* [Texto presentado]
--------------------------------------------------
En 2009 han salido mis dos primeros libros. Aunque llevo publicando bastantes años -quizá demasiados para alguien de mi edad: mis pinitos amateurs fueron a los 17, y mis pinitos profesionales, a los 21; no creo que sea sano, debería haberme guardado algo para mí y ahora no tendría tantos textos en las hemerotecas de los que avergonzarme, pero lo hecho, hecho está-, ver por fin mi nombre en la portada de un libro encuadernado y solapeado ha sido muy importante para mí. No sé muy bien describir la emoción que siento -o no quiero, porque me da pudor-, pero es muy distinta a como la imaginaba en mi letraherida adolescencia. Quizá porque ha llegado un poco tarde y he tenido tiempo de endurecerme y de volverme un poco cínico. Quizá a los 20 o a los 25, la emoción de publicar un libro se hubiera parecido más a la idea platónica de la emoción de publicar un libro que mi demiurgo sentimental había macerado en aquellas noches púberes en las que descubría con rabia y con envidia los cuentos de Cortázar (dolorosamente consciente de que jamás escribiría nada que le llegase a la sombra de la uña del dedo gordo, qué argentino tan hijo de puta). Pero a los 30 el panorama ha cambiado y ahora sé que incluso Cortázar tiene truco, aunque a veces sea imposible pillarlo.
No sé si me explico.

Aquí estoy, este verano, firmando ejemplares de 'Malas influencias' con mi boli de propaganda de una funeraria. (El perpetrador de la foto es Mario de los Santos, y la que se esconde detrás de mí es Cris).
En cualquier caso, tengo relativamente presente que estos dos libros me han abierto nuevos caminos y que son la primera fase de una ¿carrera? Si lo son, no sé por quién corro ni hacia dónde, pero espero averiguarlo mientras echo a andar. Mi panorama ha cambiado sustancialmente.
Pero la principal fuente de alegría de este 2009 no es un libro, sino Pablo, mi hijo Pablo.
--------------------------------------------------
Registros de cuadros delimitadores:
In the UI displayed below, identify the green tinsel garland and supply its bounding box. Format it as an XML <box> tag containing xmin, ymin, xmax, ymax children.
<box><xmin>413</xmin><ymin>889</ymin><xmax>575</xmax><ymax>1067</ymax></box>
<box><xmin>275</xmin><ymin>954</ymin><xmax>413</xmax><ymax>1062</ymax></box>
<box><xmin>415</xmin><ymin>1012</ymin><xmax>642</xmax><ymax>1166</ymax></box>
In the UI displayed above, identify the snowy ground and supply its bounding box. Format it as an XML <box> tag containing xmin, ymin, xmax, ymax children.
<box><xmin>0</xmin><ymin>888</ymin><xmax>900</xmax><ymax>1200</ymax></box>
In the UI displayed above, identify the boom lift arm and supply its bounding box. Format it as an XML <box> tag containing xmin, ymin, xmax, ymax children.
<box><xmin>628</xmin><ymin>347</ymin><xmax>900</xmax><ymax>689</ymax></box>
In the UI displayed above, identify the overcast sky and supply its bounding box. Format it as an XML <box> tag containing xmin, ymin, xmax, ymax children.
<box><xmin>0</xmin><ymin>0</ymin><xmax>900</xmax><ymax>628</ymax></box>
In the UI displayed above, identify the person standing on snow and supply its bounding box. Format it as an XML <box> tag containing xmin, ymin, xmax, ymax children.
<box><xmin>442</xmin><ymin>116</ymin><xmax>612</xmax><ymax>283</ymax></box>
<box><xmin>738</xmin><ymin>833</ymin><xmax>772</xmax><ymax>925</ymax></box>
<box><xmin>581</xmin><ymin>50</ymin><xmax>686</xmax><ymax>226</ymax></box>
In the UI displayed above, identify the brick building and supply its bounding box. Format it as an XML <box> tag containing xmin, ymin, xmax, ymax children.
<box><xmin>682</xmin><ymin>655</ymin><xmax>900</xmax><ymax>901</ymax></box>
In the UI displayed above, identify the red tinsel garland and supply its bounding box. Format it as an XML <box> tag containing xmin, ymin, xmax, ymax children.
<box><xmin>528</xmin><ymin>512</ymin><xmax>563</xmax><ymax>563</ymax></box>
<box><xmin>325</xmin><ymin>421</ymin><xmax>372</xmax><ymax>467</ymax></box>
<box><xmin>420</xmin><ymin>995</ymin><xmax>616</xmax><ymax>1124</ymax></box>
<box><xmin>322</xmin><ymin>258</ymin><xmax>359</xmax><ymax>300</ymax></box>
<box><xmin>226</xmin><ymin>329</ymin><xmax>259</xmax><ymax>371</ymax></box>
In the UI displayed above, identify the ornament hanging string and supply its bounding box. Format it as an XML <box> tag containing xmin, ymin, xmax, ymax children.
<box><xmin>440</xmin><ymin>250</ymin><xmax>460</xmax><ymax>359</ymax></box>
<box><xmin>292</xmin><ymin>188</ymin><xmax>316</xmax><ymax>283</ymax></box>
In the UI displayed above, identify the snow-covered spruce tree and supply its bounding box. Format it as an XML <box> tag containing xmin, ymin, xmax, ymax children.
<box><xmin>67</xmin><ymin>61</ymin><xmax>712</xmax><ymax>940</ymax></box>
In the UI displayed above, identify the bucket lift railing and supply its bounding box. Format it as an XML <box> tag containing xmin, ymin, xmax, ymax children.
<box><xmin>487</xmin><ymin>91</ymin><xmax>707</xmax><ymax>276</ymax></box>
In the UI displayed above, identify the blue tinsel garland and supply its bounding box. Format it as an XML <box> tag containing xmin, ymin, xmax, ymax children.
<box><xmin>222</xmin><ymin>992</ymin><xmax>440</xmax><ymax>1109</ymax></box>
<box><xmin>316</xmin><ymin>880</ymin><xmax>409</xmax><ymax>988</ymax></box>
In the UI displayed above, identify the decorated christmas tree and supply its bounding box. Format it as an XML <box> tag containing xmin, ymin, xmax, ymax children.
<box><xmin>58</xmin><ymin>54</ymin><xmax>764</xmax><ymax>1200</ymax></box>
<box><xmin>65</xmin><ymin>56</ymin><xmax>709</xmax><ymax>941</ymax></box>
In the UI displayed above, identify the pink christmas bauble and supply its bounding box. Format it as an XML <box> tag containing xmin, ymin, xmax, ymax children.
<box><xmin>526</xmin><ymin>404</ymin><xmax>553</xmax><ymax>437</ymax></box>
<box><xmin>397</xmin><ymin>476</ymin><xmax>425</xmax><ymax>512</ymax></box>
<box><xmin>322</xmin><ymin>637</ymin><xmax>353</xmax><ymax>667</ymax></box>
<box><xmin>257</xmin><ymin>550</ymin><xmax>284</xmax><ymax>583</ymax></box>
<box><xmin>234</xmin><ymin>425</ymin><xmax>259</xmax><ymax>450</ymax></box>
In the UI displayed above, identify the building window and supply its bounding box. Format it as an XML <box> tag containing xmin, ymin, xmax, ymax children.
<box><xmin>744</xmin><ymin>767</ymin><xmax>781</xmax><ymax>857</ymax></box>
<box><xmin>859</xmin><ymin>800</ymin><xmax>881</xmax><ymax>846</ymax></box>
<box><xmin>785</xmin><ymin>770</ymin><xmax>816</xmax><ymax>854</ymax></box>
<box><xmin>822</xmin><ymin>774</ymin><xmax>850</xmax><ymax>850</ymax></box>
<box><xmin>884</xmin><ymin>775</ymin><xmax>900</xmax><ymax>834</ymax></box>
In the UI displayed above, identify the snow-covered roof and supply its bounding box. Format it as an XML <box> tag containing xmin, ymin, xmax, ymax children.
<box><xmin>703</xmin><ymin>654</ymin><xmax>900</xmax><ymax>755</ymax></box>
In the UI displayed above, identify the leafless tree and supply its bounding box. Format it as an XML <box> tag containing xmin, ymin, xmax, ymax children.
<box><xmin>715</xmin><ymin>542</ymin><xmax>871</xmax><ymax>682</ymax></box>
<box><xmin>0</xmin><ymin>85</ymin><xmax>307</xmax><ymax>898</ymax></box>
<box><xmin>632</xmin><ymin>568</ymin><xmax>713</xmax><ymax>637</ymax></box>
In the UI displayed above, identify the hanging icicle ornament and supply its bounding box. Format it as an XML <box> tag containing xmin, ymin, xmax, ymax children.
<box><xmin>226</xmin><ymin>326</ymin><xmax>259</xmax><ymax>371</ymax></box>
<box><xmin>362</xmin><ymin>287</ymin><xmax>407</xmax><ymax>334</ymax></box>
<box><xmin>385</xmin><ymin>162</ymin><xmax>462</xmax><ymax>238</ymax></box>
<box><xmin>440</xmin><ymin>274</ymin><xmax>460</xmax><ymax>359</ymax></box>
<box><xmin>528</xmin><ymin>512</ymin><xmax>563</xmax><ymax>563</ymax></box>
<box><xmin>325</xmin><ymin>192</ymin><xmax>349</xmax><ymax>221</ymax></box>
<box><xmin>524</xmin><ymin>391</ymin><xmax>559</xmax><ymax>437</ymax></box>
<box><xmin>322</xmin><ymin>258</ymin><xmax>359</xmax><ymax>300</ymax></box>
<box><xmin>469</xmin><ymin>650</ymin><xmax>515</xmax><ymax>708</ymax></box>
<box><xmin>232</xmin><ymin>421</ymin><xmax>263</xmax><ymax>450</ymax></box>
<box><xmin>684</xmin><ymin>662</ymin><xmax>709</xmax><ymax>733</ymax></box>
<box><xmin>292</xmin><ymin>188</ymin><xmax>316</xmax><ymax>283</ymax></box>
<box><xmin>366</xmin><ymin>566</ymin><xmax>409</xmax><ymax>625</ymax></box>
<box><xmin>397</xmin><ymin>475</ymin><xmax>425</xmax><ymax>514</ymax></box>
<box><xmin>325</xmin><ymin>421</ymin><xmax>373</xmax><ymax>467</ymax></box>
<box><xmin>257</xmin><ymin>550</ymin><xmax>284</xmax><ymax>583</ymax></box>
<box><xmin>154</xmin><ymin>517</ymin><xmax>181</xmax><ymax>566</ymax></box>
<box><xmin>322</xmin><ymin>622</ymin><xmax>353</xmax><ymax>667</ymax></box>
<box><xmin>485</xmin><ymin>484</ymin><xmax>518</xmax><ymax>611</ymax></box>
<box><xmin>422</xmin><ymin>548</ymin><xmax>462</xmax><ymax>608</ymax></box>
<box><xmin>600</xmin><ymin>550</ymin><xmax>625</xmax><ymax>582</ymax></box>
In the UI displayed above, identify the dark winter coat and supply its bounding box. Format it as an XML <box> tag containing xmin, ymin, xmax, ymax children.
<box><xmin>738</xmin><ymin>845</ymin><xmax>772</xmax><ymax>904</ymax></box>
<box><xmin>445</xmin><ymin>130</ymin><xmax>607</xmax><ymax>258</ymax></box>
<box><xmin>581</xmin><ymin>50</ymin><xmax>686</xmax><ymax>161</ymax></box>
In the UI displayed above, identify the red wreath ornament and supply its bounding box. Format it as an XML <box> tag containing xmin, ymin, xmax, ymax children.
--------------------------------------------------
* [Tarea a realizar] Extraiga completo, sin alterar una sola palabra, el texto sobre la publicación de los dos primeros libros que figura más arriba.

* [Respuesta a la tarea]
En 2009 han salido mis dos primeros libros. Aunque llevo publicando bastantes años -quizá demasiados para alguien de mi edad: mis pinitos amateurs fueron a los 17, y mis pinitos profesionales, a los 21; no creo que sea sano, debería haberme guardado algo para mí y ahora no tendría tantos textos en las hemerotecas de los que avergonzarme, pero lo hecho, hecho está-, ver por fin mi nombre en la portada de un libro encuadernado y solapeado ha sido muy importante para mí. No sé muy bien describir la emoción que siento -o no quiero, porque me da pudor-, pero es muy distinta a como la imaginaba en mi letraherida adolescencia. Quizá porque ha llegado un poco tarde y he tenido tiempo de endurecerme y de volverme un poco cínico. Quizá a los 20 o a los 25, la emoción de publicar un libro se hubiera parecido más a la idea platónica de la emoción de publicar un libro que mi demiurgo sentimental había macerado en aquellas noches púberes en las que descubría con rabia y con envidia los cuentos de Cortázar (dolorosamente consciente de que jamás escribiría nada que le llegase a la sombra de la uña del dedo gordo, qué argentino tan hijo de puta). Pero a los 30 el panorama ha cambiado y ahora sé que incluso Cortázar tiene truco, aunque a veces sea imposible pillarlo.
No sé si me explico.

Aquí estoy, este verano, firmando ejemplares de 'Malas influencias' con mi boli de propaganda de una funeraria. (El perpetrador de la foto es Mario de los Santos, y la que se esconde detrás de mí es Cris).
En cualquier caso, tengo relativamente presente que estos dos libros me han abierto nuevos caminos y que son la primera fase de una ¿carrera? Si lo son, no sé por quién corro ni hacia dónde, pero espero averiguarlo mientras echo a andar. Mi panorama ha cambiado sustancialmente.
Pero la principal fuente de alegría de este 2009 no es un libro, sino Pablo, mi hijo Pablo.